• [The problem]:
Please reproduce all of the records below word for word, leaving out the pictures.

··· Input data

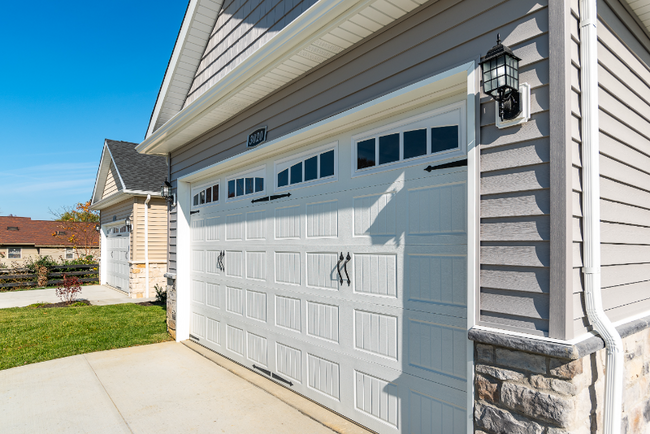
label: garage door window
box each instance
[353,104,464,172]
[228,167,264,199]
[192,182,219,207]
[275,144,336,189]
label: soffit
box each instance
[136,0,429,154]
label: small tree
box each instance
[50,201,99,257]
[56,274,81,304]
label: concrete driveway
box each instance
[0,285,155,309]
[0,342,367,434]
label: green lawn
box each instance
[0,303,171,370]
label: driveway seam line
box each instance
[181,342,350,434]
[83,354,133,434]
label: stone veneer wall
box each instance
[167,277,176,339]
[474,328,650,434]
[129,262,167,298]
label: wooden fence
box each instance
[0,264,99,290]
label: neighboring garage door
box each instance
[190,102,467,434]
[106,226,129,293]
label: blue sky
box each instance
[0,0,187,220]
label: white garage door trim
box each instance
[177,61,479,433]
[101,220,131,294]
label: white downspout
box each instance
[580,0,624,434]
[144,194,151,298]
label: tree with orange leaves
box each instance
[50,201,99,257]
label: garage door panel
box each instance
[246,209,267,240]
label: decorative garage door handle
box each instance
[336,252,352,286]
[341,252,352,286]
[336,252,343,285]
[217,250,226,271]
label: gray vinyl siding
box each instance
[183,0,316,107]
[568,0,587,336]
[169,0,551,335]
[574,1,650,334]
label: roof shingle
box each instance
[106,139,167,192]
[0,217,99,247]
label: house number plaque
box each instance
[247,127,266,148]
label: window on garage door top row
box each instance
[276,145,335,188]
[228,169,264,199]
[355,109,461,170]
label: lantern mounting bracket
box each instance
[494,83,530,129]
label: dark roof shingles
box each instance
[0,217,99,246]
[106,139,167,192]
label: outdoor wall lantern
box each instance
[481,34,530,128]
[160,179,176,206]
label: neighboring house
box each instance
[91,139,167,298]
[136,0,650,434]
[0,217,99,266]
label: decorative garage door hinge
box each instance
[251,193,291,203]
[424,158,467,173]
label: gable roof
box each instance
[146,0,223,136]
[0,217,99,247]
[91,139,168,209]
[137,0,429,154]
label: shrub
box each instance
[153,283,167,306]
[56,274,81,304]
[23,255,57,273]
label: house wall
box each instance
[183,0,316,108]
[102,161,122,198]
[572,0,650,334]
[131,197,167,263]
[169,0,551,335]
[0,245,38,267]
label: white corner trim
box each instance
[494,83,530,129]
[465,59,481,434]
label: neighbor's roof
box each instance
[91,139,167,209]
[0,217,99,247]
[106,139,167,192]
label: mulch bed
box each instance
[36,300,90,309]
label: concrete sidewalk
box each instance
[0,342,344,434]
[0,285,155,309]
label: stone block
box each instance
[501,383,575,428]
[548,359,583,380]
[494,348,546,374]
[530,375,551,390]
[475,375,499,403]
[474,404,544,434]
[476,365,526,381]
[476,344,494,363]
[551,378,578,396]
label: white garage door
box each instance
[190,102,467,434]
[106,227,129,293]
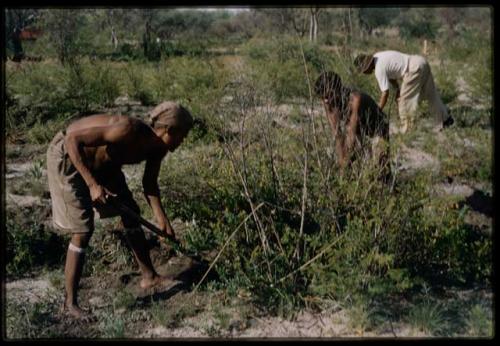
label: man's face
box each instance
[165,131,187,152]
[323,88,340,105]
[363,63,375,74]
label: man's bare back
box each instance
[66,114,167,171]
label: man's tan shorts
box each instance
[47,131,139,234]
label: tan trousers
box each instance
[398,55,448,133]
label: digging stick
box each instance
[107,196,187,256]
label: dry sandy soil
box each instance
[5,98,493,338]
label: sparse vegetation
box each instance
[4,7,494,339]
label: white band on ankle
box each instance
[124,227,142,234]
[68,242,85,253]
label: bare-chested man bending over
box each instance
[47,102,193,317]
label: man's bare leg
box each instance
[125,228,175,289]
[64,233,90,317]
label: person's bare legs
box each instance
[64,233,90,317]
[125,227,175,289]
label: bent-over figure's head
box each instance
[354,54,375,74]
[149,101,194,151]
[314,71,342,104]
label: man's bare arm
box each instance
[142,158,175,236]
[389,79,399,100]
[378,90,389,109]
[340,96,361,168]
[324,102,340,138]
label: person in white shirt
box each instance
[354,50,454,133]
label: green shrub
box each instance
[5,209,67,277]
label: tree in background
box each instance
[4,8,40,62]
[395,8,439,40]
[43,9,92,65]
[358,7,399,35]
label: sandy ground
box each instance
[4,99,492,339]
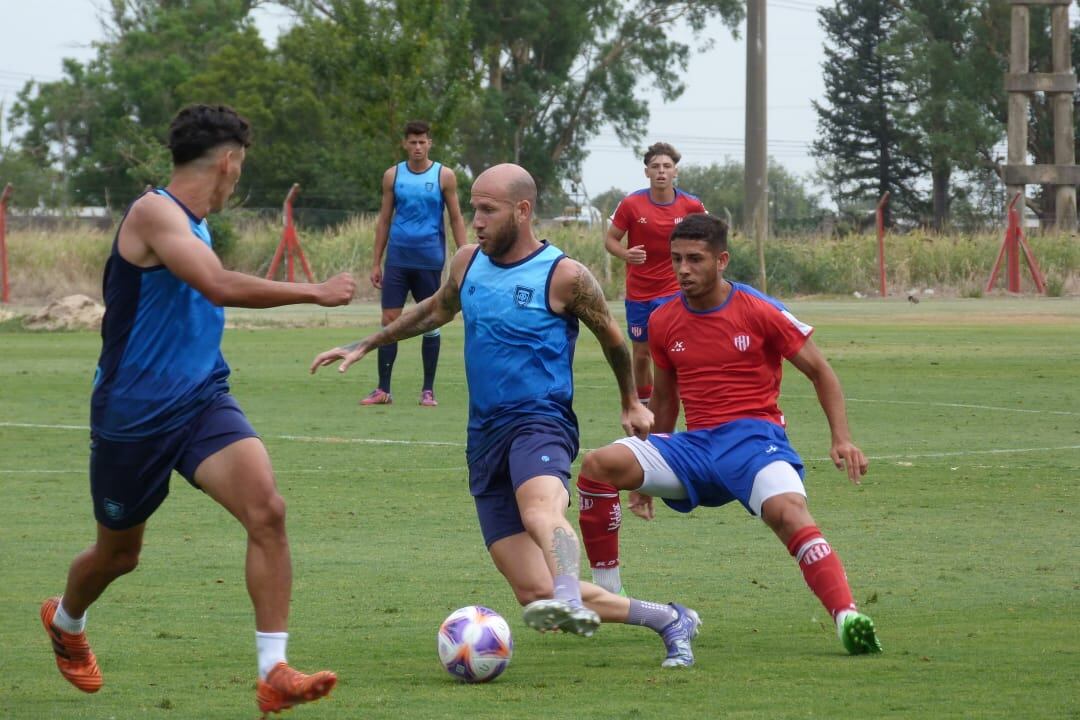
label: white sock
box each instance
[53,598,86,635]
[593,566,622,595]
[255,630,288,680]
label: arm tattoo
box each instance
[345,281,461,351]
[568,266,634,397]
[551,528,581,578]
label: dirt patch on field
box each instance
[23,295,105,330]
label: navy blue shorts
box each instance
[469,418,578,547]
[623,293,679,342]
[382,263,443,310]
[649,418,806,515]
[90,394,258,530]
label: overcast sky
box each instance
[0,0,831,202]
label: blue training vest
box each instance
[459,241,578,458]
[90,188,229,440]
[387,162,446,270]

······

• [Answer to this problem]:
label: garage door window
box each instance
[353,104,464,172]
[228,167,264,199]
[192,182,219,207]
[275,144,336,189]
label: soffit
box each instance
[136,0,429,154]
label: small tree
box each instance
[50,201,99,257]
[56,274,81,304]
label: concrete driveway
box each instance
[0,285,155,309]
[0,342,367,434]
label: green lawn
box each instance
[0,303,171,370]
label: driveway seam line
box each instance
[181,342,350,434]
[83,354,133,434]
label: stone veneer wall
box each instance
[167,277,176,339]
[474,328,650,434]
[129,262,167,298]
label: wooden fence
box each instance
[0,264,99,290]
label: neighboring garage door
box each instance
[190,102,467,434]
[106,226,129,293]
label: blue sky
box each instance
[0,0,187,220]
label: white garage door trim
box each instance
[177,61,479,433]
[101,220,131,294]
label: white downspout
box each instance
[580,0,624,434]
[144,194,151,298]
label: tree with orange leaves
box each instance
[50,201,99,257]
label: garage door panel
box each instance
[246,209,267,240]
label: decorative garage door handle
box each instance
[336,252,352,286]
[341,252,352,286]
[336,252,343,285]
[217,250,226,271]
label: gray vinyl siding
box each instance
[183,0,316,107]
[568,0,587,336]
[169,0,551,335]
[574,1,650,334]
label: roof shingle
box each instance
[106,139,167,192]
[0,217,99,247]
label: house number plaque
box each instance
[247,127,266,148]
label: window on garage door top row
box each instance
[276,145,335,188]
[228,169,264,199]
[355,109,461,170]
label: lantern mounting bracket
box each instance
[494,83,530,129]
label: dark roof shingles
box each instance
[0,217,99,246]
[106,139,167,192]
label: outdoor wall lantern
box each instance
[481,34,530,128]
[160,179,176,206]
label: neighboring house
box each instance
[91,139,167,298]
[136,0,650,434]
[0,217,99,266]
label: decorative garage door hinge
box each instance
[251,193,291,203]
[424,158,467,173]
label: gable roof
box each instance
[146,0,223,136]
[0,217,99,247]
[91,139,168,209]
[137,0,429,154]
label: shrub
box each instance
[153,283,167,306]
[56,274,81,304]
[23,255,57,273]
label: house wall
box each instance
[183,0,316,108]
[102,161,122,198]
[572,0,650,334]
[131,197,167,263]
[169,0,551,335]
[0,245,38,267]
label: white corner trim
box each instance
[494,83,530,129]
[465,59,481,434]
label: neighbor's roof
box each instance
[91,139,167,209]
[0,217,99,247]
[106,139,167,192]
label: mulch bed
box each instance
[36,300,90,309]
label: concrete sidewalk
box each instance
[0,342,344,434]
[0,285,155,309]
label: stone block
box each instance
[501,383,575,428]
[548,359,583,380]
[494,348,546,374]
[530,375,551,390]
[475,375,499,403]
[474,404,544,434]
[476,365,526,381]
[476,344,494,363]
[551,378,578,396]
label: white garage door
box each instance
[190,102,467,434]
[106,227,129,293]
label: man's face
box each instance
[165,131,187,152]
[323,88,340,105]
[363,63,375,74]
label: man's bare back
box each instance
[66,114,167,171]
label: man's tan shorts
box each instance
[47,131,139,234]
label: tan trousers
box each instance
[398,55,448,133]
label: digging stick
box each instance
[107,196,187,256]
label: dry sandy soil
box each instance
[5,98,493,338]
label: sparse vegetation
box each instance
[4,7,494,339]
label: white band on ankle
box each instance
[124,227,142,234]
[68,242,85,253]
label: bare-chested man bending over
box each instance
[47,102,193,317]
label: man's bare leg
box each instance
[125,228,175,289]
[64,233,90,317]
label: person's bare legs
box each instance
[64,233,90,317]
[125,227,175,289]
label: bent-over figure's head
box each instance
[354,54,375,74]
[149,101,194,151]
[314,71,342,104]
label: man's bare arm
box each instance
[142,158,175,236]
[389,79,399,100]
[378,90,389,109]
[340,96,361,168]
[324,102,340,138]
label: person in white shirt
box each instance
[354,50,454,133]
label: green shrub
box each instance
[5,209,67,277]
label: tree in background
box each instance
[4,8,40,62]
[395,8,439,40]
[43,9,92,65]
[358,7,399,35]
label: sandy ground
box each instance
[4,99,492,339]
label: white sock
box each instance
[53,598,86,635]
[593,566,622,595]
[255,630,288,680]
label: arm tattoo
box each instance
[345,281,461,351]
[568,266,634,397]
[551,528,581,578]
label: dirt patch on field
box each instance
[23,295,105,330]
label: navy blue shorts
box each instance
[469,418,578,547]
[623,293,679,342]
[382,263,443,310]
[649,418,806,515]
[90,394,258,530]
label: overcast sky
box each instance
[0,0,831,202]
label: blue training vest
box each instance
[459,241,578,458]
[90,188,229,440]
[387,162,446,270]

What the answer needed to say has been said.